▸ What to produce:
Gather each line of the items below that contains the word "service". Only matches with the same letter case count.

▸ Task inputs:

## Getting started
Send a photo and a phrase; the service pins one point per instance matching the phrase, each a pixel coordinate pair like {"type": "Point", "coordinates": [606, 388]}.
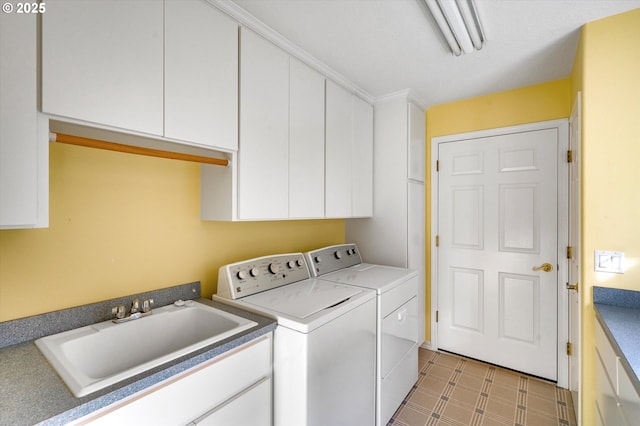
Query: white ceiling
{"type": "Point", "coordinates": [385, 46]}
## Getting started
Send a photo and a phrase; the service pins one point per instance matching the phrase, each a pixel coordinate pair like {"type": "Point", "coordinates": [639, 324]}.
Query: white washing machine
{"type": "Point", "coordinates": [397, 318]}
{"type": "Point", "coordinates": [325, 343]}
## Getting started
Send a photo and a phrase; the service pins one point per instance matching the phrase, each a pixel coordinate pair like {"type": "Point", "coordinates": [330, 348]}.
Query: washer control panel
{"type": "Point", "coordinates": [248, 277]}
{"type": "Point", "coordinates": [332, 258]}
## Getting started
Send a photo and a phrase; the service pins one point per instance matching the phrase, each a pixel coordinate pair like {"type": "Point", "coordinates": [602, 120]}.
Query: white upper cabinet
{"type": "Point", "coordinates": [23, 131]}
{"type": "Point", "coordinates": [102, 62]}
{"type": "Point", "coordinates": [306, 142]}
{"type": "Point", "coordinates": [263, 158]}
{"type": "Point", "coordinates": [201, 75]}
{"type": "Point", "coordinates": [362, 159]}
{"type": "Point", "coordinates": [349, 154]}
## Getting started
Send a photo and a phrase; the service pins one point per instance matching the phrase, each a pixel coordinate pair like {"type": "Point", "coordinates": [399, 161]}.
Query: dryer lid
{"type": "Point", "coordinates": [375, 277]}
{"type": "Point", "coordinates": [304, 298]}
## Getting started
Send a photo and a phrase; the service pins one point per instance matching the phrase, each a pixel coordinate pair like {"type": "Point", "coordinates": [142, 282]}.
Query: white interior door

--

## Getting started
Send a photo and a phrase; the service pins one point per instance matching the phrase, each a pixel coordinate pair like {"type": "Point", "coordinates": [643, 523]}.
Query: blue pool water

▸ Right answer:
Send a photo and a phrase; the service pins one point per instance matching the phrase, each a pixel coordinate pair like {"type": "Point", "coordinates": [606, 388]}.
Send a photo and a phrase; the service pins one point per instance matching the phrase, each a pixel coordinate pair like {"type": "Point", "coordinates": [639, 324]}.
Send a photo and a phrase; the service pins one point per instance matching the phrase, each a pixel coordinate pair like {"type": "Point", "coordinates": [330, 348]}.
Send a photo and a phrase; the service pins one point per instance matching the phrase, each a pixel coordinate pair like {"type": "Point", "coordinates": [602, 120]}.
Send a photo and a phrase; the service pins one point per instance matching the phrase, each a pixel coordinate pair like {"type": "Point", "coordinates": [399, 161]}.
Send a photo and a phrase; the service pins one point per instance matching the phrase, each a pixel coordinate pair like {"type": "Point", "coordinates": [142, 282]}.
Send a photo and a phrase; the service pins one point per instance matching the phrase, each a pixel coordinate pair like {"type": "Point", "coordinates": [643, 523]}.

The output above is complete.